:: Recorded data

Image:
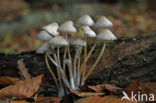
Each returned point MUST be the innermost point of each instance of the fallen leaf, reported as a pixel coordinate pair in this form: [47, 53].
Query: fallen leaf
[141, 88]
[105, 99]
[21, 102]
[135, 87]
[6, 80]
[23, 71]
[84, 94]
[48, 100]
[102, 87]
[22, 90]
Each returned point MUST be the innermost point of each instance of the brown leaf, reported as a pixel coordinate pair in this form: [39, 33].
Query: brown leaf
[102, 87]
[6, 80]
[20, 101]
[23, 71]
[48, 100]
[105, 99]
[22, 89]
[84, 94]
[141, 88]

::::

■ Written task:
Copy out every row above word for word, omitting the pictures.

■ Solution to the problem:
Image:
Each returned point MUST be the innermost point of each instance of the fallen leaf, reported as a pixel coordinate pair in this form: [47, 53].
Query: fallen leaf
[141, 88]
[105, 99]
[21, 102]
[135, 87]
[6, 80]
[23, 71]
[84, 94]
[48, 100]
[102, 87]
[22, 90]
Each returned point MUST be the innermost point of each instance of the brown leaf, reported as a pixel coordinate pair in this form: [39, 33].
Query: brown leaf
[102, 87]
[6, 80]
[20, 101]
[23, 71]
[48, 100]
[105, 99]
[22, 89]
[84, 94]
[141, 88]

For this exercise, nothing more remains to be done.